Work to be completed: Only lines that contain the word "Would" belong in the answer; copy them from the records below.

Data in this exercise:
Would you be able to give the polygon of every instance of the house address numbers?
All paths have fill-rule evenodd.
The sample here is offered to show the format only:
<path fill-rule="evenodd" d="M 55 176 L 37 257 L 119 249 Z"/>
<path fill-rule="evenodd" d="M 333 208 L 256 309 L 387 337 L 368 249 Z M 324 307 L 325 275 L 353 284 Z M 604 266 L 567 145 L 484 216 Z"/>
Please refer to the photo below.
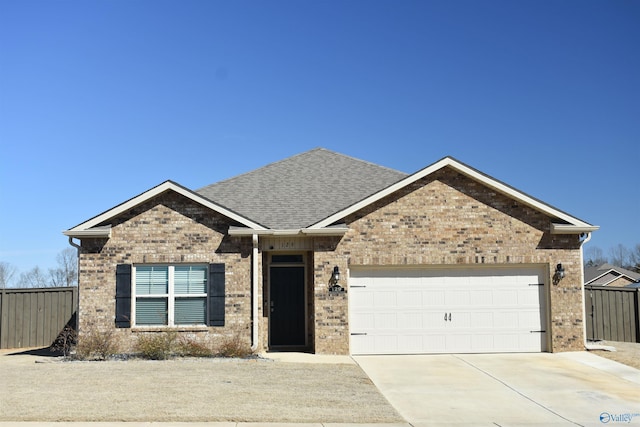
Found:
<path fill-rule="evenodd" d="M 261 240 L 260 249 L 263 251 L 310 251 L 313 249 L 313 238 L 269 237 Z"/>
==
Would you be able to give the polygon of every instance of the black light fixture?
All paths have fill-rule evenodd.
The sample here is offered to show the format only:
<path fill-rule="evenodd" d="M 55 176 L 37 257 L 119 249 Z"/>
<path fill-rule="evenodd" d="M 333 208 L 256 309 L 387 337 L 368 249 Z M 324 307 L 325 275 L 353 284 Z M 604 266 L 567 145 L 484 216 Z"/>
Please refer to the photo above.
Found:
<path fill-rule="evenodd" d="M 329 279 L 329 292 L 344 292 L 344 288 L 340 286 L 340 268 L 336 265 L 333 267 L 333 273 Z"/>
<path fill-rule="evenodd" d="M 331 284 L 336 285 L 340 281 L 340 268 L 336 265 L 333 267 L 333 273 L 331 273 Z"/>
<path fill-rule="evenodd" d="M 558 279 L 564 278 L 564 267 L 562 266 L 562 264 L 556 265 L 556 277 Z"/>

Task result:
Would you be able to give the polygon of every instance of the house address numbers?
Would you be able to give the polygon of every instance of the black light fixture?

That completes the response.